Exercise instructions
A - Reproduce, word for word, the part of the Acacia bidentata text that opens with the words containing "Acacia bidentata is a species" and closes with "or coiled pods.".
B - In the Acacia bidentata text, who collected the specimens from which the species was first formally described?

Acacia bidentata is a species of flowering plant in the family Fabaceae and is endemic to the south-west of Western Australia. It is a prostrate or domed shrub with egg-shaped or triangular phyllodes with the narrower end towards the base, spherical or oblong heads of creamy-white or pale yellow flowers, and strongly curved or coiled pods.

==Description==
Acacia bidentata is a prostrate or domed shrub that typically grows to a height of up to 50 cm and has branchlets with scurfy white hairs. The phyllodes are egg-shaped to triangular with the narrower end towards the base, mostly 4–7 mm long and 2.5–5 mm wide. The flowers are borne in up to three spherical to oblong heads in axils, on a peduncle 3–10 mm long, each head with 10 to 16 creamy white or pale yellow flowers. Flowering occurs from about July to October and the pods are thinly crust-like, glabrous, strongly curved to coiled, 3–4 mm wide containing oblong seeds 3.0–3.5 mm long with an aril.

==Taxonomy==
Acacia bidentata was first formally described in 1842 by the botanist George Bentham in Hooker's London Journal of Botany from specimens collected near the Swan River Colony by James Drummond. The specific epithet (bidentata) means 'two-toothed', referring to the phyllodes.

==Distribution and habitat==
This species of wattle grows in clay, sand or loam in mallee woodland and mainly occurs from near Winchester, south to the Stirling Range National Park and east to Grass Patch and Condingup, but is also found near Kalbarri, in the Avon Wheatbelt, Coolgardie, Esperance Plains, Geraldton Sandplains, Jarrah Forest and Mallee bioregions of south-western Western Australia.

==Conservation status==
Acacia bidentata is listed as "not threatened" by the Government of Western Australia Department of Biodiversity, Conservation and Attractions.

[Saved entries]
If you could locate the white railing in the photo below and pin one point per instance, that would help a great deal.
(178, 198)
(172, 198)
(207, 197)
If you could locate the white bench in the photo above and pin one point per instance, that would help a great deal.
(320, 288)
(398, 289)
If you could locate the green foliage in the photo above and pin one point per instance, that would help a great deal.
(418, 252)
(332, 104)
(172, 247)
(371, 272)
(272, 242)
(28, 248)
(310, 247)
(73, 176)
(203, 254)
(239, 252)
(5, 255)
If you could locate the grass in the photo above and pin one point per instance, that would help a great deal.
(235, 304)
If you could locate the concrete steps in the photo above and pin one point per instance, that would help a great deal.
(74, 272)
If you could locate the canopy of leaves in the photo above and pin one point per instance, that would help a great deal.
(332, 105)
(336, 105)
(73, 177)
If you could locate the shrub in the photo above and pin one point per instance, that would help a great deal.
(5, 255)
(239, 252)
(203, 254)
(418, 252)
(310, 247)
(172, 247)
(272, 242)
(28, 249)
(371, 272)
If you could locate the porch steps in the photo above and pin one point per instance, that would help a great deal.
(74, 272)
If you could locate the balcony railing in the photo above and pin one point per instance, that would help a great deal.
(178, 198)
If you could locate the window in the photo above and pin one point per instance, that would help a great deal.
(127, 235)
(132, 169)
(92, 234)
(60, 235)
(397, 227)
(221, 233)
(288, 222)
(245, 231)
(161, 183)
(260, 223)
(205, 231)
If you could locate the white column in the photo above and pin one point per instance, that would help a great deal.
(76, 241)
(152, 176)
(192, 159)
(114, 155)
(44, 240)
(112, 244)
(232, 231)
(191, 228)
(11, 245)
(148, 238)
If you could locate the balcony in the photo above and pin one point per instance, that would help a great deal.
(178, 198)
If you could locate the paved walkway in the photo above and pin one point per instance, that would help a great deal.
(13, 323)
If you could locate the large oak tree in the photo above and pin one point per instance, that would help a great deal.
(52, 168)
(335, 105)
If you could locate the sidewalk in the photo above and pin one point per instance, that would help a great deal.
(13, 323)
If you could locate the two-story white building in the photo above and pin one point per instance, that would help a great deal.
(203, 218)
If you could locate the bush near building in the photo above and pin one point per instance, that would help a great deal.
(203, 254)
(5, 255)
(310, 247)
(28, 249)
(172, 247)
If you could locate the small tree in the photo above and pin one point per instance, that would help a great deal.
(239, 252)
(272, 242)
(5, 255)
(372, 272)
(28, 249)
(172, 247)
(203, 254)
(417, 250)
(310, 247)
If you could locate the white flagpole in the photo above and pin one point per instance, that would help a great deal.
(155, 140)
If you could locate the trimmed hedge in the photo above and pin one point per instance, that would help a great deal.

Exercise responses
A -
Acacia bidentata is a species of flowering plant in the family Fabaceae and is endemic to the south-west of Western Australia. It is a prostrate or domed shrub with egg-shaped or triangular phyllodes with the narrower end towards the base, spherical or oblong heads of creamy-white or pale yellow flowers, and strongly curved or coiled pods.

B - James Drummond